• ACTIVIDAD: Transcribe, por favor, un fragmento del texto sobre la experiencia en Roma: empieza en las palabras "Cuando me invitaron" y termina después de "y lo espiritual.".

• DOCUMENTO FUENTE:
Cuando me invitaron a representar a la Provincia América Austral en Roma, no imaginaba todo lo que iba a vivir. Llegué con expectativas, dudas y mucha curiosidad… y me encontré con una experiencia que me marcó profundamente en lo humano, lo comunitario y lo espiritual.

 

Al llegar a Roma, lo primero que me impresionó fue la majestuosidad de la ciudad: sus iglesias, su historia, sus grandes manifestaciones religiosas. Sin embargo, en medio de tanta grandeza, me costaba reconocer al Jesús cercano que conozco.

 

El primer lugar donde lo descubrí fue en un compartir grupal, cuando un hermano describió nuestro carisma como una familia sencilla, que no busca puestos ni reconocimientos en la Iglesia, sino que se contenta con vivir la fraternidad, el servicio silencioso y el amor con los más vulnerables.

 

Esa experiencia se volvió aún más concreta cuando, en la tarea cotidiana de lavar los platos, vi que el primero en ponerse a servir era el Superior general. No fue un gesto aislado: cada día, él era el primero en disponerse con alegría, humildad y silencio a nuestro servicio. Ahí comprendí que el carisma no se predica solo con palabras, sino con gestos sencillos de amor.

 

Me impactó muchísimo el intercambio cultural con personas de tantos países distintos del mundo. Descubrir que, en medio de tantas diferencias de idioma, costumbres y realidades, había un carisma común que nos unía, fue una de las experiencias más fuertes. A los pocos días ya me sentía familia con ellos, como si nos conociéramos desde siempre. También me sorprendió cómo las barreras idiomáticas —entre el francés, el inglés y el español— no fueron obstáculo para vivir la fraternidad y sentirnos parte de la vida del otro. Bastaba una sonrisa, un gesto, un servicio compartido, para reconocernos hermanos en el mismo espíritu.

• Datos:
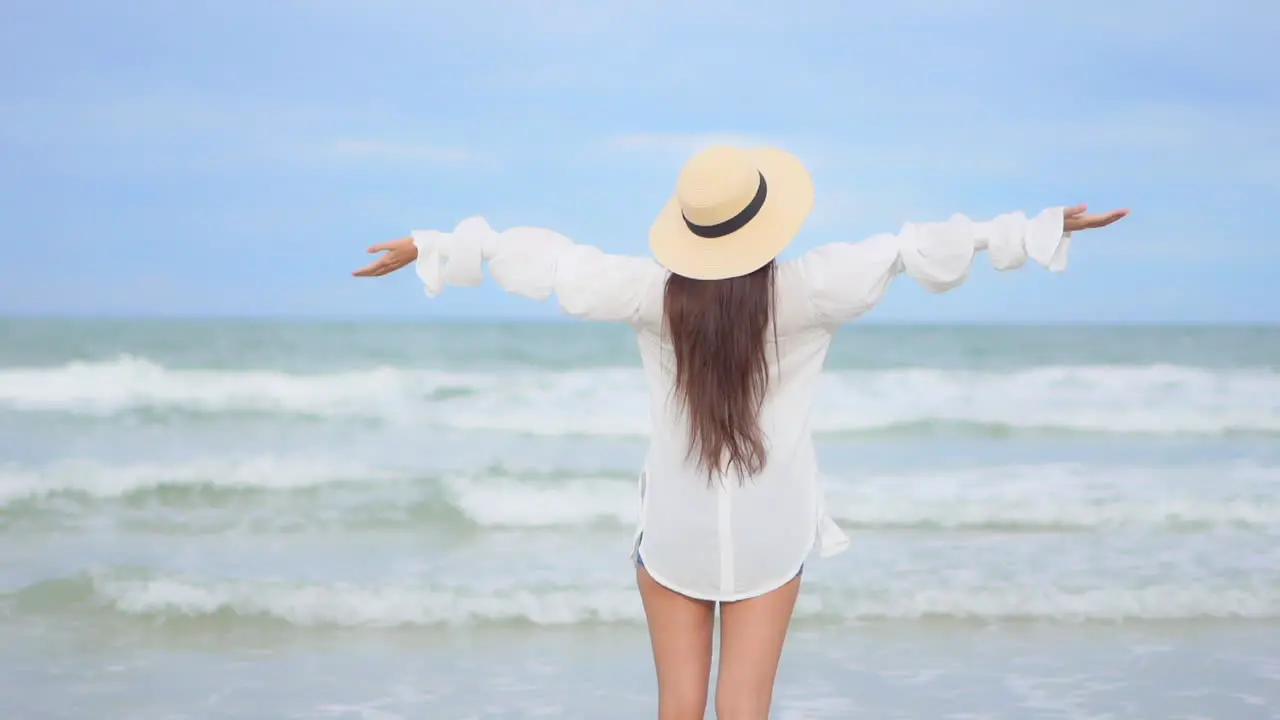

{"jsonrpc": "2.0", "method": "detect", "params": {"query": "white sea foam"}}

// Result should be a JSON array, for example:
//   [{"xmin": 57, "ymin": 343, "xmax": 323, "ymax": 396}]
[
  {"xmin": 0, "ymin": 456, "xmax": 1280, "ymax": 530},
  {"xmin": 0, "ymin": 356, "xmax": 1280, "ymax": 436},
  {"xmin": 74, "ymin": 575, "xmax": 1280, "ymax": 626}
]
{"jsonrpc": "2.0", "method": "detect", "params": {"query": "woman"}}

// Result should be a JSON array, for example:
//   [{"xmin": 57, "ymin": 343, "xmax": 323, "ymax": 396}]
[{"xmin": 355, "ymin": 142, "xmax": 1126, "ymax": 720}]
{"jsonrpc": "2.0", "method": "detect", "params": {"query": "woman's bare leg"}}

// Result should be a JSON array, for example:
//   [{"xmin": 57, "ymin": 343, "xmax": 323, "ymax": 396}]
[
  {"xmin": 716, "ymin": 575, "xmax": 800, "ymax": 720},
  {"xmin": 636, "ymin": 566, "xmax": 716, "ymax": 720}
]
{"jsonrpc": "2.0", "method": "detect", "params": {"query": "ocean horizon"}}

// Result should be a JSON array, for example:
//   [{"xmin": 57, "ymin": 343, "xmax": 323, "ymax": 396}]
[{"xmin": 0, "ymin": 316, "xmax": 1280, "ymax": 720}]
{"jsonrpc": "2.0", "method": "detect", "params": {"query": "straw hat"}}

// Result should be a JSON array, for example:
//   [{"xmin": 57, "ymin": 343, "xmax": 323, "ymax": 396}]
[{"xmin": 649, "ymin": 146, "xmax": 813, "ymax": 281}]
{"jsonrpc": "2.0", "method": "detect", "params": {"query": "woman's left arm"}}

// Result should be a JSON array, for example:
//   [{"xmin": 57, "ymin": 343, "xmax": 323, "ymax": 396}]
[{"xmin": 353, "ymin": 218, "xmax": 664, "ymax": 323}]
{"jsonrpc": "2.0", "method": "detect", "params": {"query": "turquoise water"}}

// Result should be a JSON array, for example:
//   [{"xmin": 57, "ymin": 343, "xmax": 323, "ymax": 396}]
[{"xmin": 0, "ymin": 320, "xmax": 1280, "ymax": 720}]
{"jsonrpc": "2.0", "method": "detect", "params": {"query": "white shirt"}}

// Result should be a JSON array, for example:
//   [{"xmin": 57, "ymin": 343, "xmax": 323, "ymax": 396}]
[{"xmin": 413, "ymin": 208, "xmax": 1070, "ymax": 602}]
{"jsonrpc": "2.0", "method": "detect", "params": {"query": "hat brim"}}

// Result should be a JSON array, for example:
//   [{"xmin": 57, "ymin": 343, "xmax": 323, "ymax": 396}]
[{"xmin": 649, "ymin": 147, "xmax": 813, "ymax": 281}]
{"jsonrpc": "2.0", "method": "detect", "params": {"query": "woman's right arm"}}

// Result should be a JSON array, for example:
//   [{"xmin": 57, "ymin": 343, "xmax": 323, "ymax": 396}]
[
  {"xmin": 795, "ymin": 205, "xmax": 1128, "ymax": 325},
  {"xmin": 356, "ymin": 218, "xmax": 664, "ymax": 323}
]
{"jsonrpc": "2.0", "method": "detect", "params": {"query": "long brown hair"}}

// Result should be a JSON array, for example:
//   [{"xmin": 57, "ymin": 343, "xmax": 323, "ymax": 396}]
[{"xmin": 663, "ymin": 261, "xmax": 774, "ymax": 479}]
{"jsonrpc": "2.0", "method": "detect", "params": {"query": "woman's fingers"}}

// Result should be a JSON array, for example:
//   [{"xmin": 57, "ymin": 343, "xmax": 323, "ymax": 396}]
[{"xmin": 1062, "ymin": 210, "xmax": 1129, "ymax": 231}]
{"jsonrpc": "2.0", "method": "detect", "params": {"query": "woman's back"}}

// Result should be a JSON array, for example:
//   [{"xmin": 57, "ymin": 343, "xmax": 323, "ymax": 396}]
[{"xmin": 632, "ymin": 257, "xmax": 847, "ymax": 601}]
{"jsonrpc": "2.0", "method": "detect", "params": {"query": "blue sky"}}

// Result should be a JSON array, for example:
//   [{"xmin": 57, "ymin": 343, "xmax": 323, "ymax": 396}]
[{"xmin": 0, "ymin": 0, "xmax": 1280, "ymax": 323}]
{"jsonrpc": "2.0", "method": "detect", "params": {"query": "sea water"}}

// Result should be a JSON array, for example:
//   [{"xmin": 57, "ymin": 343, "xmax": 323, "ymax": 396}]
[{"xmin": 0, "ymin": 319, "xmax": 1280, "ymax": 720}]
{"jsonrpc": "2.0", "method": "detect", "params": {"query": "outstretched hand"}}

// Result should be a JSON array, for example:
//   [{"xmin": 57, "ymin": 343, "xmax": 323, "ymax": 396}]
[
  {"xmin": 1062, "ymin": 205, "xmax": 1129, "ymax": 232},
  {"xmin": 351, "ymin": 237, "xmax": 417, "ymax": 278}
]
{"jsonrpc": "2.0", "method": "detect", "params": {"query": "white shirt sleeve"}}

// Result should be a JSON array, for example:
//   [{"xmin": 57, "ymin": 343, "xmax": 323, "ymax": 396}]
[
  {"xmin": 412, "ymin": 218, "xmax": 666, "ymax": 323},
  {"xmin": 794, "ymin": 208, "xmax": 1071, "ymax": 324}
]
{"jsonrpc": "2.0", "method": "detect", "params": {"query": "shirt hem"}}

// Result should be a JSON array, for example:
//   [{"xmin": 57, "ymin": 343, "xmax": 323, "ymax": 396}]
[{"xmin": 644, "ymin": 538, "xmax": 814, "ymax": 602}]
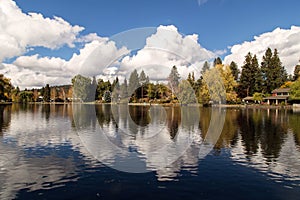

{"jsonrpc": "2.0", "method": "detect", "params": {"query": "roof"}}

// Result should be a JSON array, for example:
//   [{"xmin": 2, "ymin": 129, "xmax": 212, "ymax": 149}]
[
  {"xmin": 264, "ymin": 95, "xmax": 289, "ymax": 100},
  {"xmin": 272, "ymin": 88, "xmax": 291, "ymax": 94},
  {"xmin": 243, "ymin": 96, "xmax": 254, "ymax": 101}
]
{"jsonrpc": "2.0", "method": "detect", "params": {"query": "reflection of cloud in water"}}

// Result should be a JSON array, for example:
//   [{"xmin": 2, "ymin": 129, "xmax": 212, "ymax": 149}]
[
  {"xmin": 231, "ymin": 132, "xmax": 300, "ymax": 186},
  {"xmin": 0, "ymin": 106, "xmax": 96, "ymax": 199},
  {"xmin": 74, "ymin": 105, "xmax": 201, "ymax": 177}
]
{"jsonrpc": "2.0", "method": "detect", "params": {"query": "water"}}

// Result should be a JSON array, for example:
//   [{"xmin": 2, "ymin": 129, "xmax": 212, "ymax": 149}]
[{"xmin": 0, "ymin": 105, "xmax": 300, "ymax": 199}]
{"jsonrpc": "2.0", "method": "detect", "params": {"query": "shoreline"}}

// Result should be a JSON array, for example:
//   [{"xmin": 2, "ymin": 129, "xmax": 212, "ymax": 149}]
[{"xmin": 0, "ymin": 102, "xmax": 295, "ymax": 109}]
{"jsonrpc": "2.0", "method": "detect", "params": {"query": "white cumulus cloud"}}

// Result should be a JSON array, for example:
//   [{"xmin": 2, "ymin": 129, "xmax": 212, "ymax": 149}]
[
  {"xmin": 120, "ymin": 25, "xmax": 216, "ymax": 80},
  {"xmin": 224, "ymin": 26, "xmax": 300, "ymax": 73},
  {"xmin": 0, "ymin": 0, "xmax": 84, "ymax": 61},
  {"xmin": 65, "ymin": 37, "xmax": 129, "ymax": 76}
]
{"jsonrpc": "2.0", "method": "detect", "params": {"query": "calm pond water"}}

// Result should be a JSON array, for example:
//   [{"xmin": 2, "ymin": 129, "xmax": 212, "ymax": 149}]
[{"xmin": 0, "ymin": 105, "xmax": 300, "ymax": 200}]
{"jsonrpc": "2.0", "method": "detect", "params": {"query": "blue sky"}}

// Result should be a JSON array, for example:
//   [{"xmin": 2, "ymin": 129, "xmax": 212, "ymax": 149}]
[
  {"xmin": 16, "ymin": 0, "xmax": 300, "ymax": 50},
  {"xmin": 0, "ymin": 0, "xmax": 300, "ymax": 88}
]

• SOLUCIÓN:
Cuando me invitaron a representar a la Provincia América Austral en Roma, no imaginaba todo lo que iba a vivir. Llegué con expectativas, dudas y mucha curiosidad… y me encontré con una experiencia que me marcó profundamente en lo humano, lo comunitario y lo espiritual.